Your instructions - Reproduce only the lines from the line containing "Can you find the black riding boot?" to the end of the entries below, including both of those lines.

[Stored dataset items]
★ ★ ★ ★ ★ ★ ★
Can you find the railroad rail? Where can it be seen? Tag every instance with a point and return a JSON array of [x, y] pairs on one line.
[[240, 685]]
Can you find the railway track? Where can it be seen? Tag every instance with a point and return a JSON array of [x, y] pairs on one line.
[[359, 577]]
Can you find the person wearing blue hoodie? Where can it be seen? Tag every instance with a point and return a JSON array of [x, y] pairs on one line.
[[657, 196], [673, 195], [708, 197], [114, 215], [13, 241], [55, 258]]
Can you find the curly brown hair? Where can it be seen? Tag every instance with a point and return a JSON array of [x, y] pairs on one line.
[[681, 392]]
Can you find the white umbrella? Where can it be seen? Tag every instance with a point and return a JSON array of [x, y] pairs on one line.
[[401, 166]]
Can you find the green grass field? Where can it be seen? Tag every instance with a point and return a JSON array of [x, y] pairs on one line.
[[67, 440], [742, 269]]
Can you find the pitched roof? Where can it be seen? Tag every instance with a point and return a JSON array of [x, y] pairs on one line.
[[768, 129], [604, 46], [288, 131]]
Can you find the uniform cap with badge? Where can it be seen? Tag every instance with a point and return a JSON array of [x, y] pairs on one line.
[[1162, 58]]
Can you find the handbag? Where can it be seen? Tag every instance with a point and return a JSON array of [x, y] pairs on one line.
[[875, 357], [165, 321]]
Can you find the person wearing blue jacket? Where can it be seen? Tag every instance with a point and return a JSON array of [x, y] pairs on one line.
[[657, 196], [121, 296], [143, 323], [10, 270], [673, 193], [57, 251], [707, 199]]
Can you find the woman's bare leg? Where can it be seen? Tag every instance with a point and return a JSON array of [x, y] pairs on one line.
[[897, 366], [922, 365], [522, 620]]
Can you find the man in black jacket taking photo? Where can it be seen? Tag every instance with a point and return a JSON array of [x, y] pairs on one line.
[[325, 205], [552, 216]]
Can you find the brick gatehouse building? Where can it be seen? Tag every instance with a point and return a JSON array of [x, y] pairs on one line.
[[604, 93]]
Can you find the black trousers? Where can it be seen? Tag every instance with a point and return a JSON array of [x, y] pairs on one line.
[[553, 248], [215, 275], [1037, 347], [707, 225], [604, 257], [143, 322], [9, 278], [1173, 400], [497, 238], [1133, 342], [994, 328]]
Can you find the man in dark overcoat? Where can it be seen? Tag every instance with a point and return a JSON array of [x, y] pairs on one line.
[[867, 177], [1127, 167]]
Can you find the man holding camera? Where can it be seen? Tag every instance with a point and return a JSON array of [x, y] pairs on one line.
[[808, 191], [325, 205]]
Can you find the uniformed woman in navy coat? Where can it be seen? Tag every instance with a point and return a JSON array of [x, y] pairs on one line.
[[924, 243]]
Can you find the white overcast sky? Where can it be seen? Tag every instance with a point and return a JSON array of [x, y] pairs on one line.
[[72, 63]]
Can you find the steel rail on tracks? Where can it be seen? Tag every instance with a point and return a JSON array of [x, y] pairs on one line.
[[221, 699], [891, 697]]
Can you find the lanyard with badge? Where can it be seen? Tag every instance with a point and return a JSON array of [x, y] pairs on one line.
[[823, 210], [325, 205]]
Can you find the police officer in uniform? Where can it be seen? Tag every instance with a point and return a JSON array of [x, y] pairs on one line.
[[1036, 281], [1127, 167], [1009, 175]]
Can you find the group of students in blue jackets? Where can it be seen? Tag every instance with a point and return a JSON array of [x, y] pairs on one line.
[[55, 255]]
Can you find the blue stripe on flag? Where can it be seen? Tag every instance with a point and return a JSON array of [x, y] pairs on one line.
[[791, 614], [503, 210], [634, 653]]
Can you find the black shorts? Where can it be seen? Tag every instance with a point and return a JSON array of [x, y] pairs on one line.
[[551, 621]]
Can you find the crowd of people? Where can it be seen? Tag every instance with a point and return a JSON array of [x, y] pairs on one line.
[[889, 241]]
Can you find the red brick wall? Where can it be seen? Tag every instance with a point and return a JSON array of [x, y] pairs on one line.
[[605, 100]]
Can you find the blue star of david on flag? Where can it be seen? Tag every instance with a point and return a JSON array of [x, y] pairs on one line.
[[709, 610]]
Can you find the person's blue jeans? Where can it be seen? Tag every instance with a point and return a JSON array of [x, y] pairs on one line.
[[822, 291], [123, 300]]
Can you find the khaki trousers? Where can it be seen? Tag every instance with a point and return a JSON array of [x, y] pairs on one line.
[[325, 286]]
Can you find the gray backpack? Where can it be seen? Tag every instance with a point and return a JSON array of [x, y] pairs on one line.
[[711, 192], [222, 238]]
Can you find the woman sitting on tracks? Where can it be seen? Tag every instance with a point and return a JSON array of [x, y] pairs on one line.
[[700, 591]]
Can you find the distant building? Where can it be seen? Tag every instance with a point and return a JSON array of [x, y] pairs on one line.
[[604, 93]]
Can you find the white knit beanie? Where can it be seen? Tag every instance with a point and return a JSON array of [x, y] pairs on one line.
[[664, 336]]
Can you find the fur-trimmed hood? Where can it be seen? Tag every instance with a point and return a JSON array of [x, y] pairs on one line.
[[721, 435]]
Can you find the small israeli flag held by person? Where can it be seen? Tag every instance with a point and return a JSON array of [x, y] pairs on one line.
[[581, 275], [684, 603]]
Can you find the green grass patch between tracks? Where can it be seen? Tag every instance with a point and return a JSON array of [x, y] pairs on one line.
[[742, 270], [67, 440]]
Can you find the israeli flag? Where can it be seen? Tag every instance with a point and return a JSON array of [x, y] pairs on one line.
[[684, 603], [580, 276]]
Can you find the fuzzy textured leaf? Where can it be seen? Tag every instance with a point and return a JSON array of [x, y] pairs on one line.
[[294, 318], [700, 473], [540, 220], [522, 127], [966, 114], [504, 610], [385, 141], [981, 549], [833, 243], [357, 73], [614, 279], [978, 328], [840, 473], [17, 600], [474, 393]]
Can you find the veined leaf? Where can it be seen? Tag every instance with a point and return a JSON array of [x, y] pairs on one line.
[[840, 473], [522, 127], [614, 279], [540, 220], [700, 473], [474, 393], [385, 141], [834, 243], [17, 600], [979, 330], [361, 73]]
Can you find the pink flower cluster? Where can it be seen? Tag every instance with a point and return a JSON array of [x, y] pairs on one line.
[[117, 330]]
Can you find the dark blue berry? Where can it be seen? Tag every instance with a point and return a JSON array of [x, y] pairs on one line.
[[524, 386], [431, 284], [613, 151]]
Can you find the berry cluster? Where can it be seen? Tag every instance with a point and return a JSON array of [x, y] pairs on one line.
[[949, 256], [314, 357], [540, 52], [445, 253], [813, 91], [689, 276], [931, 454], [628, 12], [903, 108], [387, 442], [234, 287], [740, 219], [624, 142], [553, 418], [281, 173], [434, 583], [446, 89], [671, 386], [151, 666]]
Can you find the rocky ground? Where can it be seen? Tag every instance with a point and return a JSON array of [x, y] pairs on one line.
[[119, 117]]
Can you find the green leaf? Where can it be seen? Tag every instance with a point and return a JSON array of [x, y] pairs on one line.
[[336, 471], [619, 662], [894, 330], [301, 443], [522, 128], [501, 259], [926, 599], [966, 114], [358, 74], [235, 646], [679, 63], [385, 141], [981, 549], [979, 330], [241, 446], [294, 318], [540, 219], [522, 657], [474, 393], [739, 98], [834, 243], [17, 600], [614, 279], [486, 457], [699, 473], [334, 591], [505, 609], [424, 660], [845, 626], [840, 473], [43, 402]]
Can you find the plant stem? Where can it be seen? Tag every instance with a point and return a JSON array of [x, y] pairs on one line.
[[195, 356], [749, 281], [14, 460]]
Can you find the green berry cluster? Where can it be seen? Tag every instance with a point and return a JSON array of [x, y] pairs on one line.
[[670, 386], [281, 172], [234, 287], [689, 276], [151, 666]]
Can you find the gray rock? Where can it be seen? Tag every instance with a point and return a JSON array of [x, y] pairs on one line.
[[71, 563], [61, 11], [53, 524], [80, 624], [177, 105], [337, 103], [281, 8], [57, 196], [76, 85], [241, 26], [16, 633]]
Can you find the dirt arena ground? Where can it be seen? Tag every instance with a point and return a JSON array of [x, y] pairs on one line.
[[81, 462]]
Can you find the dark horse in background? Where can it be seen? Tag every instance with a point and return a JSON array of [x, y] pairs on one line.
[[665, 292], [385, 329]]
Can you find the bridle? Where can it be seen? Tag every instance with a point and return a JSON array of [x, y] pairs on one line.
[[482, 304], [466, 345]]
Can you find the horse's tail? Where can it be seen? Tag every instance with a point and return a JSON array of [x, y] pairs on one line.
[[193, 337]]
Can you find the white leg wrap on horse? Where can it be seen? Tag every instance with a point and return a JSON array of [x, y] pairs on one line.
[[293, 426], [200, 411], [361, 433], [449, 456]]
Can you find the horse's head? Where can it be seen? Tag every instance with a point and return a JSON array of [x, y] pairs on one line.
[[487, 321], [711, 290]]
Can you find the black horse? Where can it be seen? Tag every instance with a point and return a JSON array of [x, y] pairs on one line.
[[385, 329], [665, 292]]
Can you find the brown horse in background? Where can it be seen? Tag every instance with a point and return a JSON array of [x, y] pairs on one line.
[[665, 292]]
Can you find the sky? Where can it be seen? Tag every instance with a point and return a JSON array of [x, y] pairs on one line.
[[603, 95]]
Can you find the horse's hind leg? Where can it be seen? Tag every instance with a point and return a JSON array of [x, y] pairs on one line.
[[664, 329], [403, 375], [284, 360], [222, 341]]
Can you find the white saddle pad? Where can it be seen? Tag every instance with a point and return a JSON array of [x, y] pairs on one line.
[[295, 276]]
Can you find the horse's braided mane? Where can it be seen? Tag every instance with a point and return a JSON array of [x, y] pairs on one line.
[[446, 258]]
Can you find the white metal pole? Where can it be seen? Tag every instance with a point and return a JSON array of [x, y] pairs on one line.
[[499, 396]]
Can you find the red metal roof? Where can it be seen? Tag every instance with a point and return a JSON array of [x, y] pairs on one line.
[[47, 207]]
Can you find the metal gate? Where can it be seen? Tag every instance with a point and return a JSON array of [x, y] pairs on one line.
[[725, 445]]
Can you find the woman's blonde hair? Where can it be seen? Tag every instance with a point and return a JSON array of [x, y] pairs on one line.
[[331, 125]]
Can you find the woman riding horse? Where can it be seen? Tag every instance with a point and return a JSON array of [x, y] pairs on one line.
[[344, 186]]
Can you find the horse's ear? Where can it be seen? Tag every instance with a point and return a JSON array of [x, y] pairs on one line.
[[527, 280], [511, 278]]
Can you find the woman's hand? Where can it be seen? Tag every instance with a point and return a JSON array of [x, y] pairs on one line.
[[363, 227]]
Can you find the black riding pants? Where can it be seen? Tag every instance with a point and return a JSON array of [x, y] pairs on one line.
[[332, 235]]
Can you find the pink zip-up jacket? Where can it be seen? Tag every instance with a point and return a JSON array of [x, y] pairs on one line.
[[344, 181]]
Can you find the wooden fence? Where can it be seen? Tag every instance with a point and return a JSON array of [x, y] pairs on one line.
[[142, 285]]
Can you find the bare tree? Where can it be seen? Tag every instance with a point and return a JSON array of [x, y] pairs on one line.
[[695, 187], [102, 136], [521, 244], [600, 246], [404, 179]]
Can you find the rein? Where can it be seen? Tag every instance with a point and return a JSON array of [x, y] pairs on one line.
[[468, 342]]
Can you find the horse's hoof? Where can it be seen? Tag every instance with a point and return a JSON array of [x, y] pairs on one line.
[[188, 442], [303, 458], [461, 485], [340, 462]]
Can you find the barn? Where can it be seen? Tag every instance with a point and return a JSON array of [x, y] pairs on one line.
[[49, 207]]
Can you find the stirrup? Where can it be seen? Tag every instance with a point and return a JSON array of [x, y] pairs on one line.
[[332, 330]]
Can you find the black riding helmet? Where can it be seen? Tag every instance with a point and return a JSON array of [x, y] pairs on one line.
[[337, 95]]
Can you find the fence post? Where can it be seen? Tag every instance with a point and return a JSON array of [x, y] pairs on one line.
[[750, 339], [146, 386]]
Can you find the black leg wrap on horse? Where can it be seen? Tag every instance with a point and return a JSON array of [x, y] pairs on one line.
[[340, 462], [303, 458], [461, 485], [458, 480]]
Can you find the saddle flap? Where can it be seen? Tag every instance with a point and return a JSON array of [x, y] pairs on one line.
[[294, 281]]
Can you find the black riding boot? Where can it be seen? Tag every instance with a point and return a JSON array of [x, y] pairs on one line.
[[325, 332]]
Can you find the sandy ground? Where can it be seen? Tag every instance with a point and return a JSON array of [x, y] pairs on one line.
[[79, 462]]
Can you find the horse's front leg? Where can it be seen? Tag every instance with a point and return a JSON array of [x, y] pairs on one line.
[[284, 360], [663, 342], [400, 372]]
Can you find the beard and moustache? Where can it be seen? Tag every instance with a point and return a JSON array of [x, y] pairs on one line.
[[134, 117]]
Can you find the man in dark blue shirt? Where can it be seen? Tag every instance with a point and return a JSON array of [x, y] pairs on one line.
★ ★ ★ ★ ★ ★ ★
Solved exercise -
Can you find the black riding boot? Where can it be seen? Tag every instance with a point and return a JSON array of [x, y] pairs on one line.
[[325, 332]]
Can you find the sandy ground? Where can it be seen? Tag every instance with a point and return a JSON array of [x, y] pairs on one line.
[[79, 462]]
Can you find the horse's front leg? Where can it be seen? Tag every instance with a point and return a JSON array of [x, y] pairs on one line.
[[284, 360], [663, 342], [400, 372]]
Can you find the beard and moustache? Where can it be seen? Tag every instance with a point and return a JSON array of [x, y] pairs on one line.
[[134, 117]]
Can you find the man in dark blue shirt? Where can it be seen? Tag every instance with a point and return a JSON array of [x, y] pairs on one line.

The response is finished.